◆ Exercise requirements
Rewrite every entry below in full, including the text that comes before each answer. Shift every number in each answer's SVG, both the viewBox values and the path coordinates, by adding -67 to it, and leave the pictures out.

◆ Material provided
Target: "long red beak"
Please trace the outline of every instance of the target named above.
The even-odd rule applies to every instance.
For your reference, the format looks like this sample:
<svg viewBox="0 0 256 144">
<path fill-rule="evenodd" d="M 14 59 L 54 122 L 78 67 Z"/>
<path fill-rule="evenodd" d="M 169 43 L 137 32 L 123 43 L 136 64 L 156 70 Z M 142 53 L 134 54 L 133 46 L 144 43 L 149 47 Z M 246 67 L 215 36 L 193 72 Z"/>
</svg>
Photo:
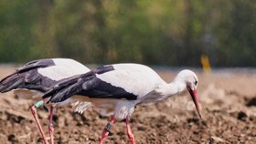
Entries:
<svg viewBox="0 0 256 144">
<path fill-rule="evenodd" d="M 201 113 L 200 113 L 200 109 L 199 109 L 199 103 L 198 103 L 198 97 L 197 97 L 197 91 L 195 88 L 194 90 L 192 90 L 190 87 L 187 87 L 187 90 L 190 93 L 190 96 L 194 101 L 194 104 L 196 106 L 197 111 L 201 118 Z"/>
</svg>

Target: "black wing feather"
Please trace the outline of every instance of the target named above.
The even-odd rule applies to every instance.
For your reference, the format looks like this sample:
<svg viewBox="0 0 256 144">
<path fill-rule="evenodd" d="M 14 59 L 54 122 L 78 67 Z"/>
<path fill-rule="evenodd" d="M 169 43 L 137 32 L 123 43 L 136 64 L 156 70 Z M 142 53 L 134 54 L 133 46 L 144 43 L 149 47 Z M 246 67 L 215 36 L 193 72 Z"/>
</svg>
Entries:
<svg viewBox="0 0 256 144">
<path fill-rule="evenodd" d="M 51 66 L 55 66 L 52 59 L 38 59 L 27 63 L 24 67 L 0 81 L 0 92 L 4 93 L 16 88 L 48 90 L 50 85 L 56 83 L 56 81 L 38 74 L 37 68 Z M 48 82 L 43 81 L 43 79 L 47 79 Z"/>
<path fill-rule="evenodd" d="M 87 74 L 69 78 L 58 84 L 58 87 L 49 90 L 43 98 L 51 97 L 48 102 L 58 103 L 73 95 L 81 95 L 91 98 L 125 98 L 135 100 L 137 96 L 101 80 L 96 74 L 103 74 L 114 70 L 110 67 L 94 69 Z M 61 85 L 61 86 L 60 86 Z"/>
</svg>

◆ Output
Target: "long red beak"
Please trace the outline of every instance of the target named above.
The even-odd rule applies to every instance.
For your reference, the format looks like this sample:
<svg viewBox="0 0 256 144">
<path fill-rule="evenodd" d="M 14 59 L 54 122 L 78 67 Z"/>
<path fill-rule="evenodd" d="M 169 43 L 137 32 L 123 43 L 136 64 L 156 70 Z M 142 53 L 134 54 L 133 46 L 144 43 L 149 47 Z M 246 67 L 215 36 L 193 72 Z"/>
</svg>
Photo:
Entries:
<svg viewBox="-67 -67 189 77">
<path fill-rule="evenodd" d="M 134 46 L 133 46 L 133 42 L 132 42 L 132 36 L 131 36 L 131 30 L 130 30 L 130 24 L 128 21 L 127 23 L 125 23 L 123 20 L 120 20 L 120 23 L 123 26 L 123 29 L 127 34 L 127 37 L 129 39 L 130 44 L 134 51 Z"/>
</svg>

Target: "black wing feather"
Please trace the outline of every instance of the target named above.
The even-odd rule applies to every instance.
For your reference, the format looks like this sample:
<svg viewBox="0 0 256 144">
<path fill-rule="evenodd" d="M 14 59 L 54 122 L 78 67 Z"/>
<path fill-rule="evenodd" d="M 169 43 L 137 32 L 123 43 L 136 64 L 156 70 Z M 142 53 L 134 54 L 133 46 L 144 43 L 149 47 Z M 246 67 L 215 36 L 193 72 Z"/>
</svg>
Entries:
<svg viewBox="-67 -67 189 77">
<path fill-rule="evenodd" d="M -16 -1 L -12 -1 L -15 -8 L -29 -8 L -40 -4 L -43 0 L -67 14 L -67 25 L -63 26 L -51 21 L -19 23 L -17 18 L -11 16 L -11 14 L -29 7 L -30 1 Z M -19 15 L -24 14 L -24 12 L -20 12 Z"/>
<path fill-rule="evenodd" d="M 20 7 L 2 11 L -9 17 L -9 20 L -18 23 L -24 31 L -16 30 L -19 35 L -9 36 L 6 28 L 14 28 L 24 31 L 58 31 L 68 33 L 70 29 L 34 13 L 29 7 L 36 7 L 47 3 L 43 0 L 27 2 Z M -6 18 L -6 19 L -7 19 Z"/>
</svg>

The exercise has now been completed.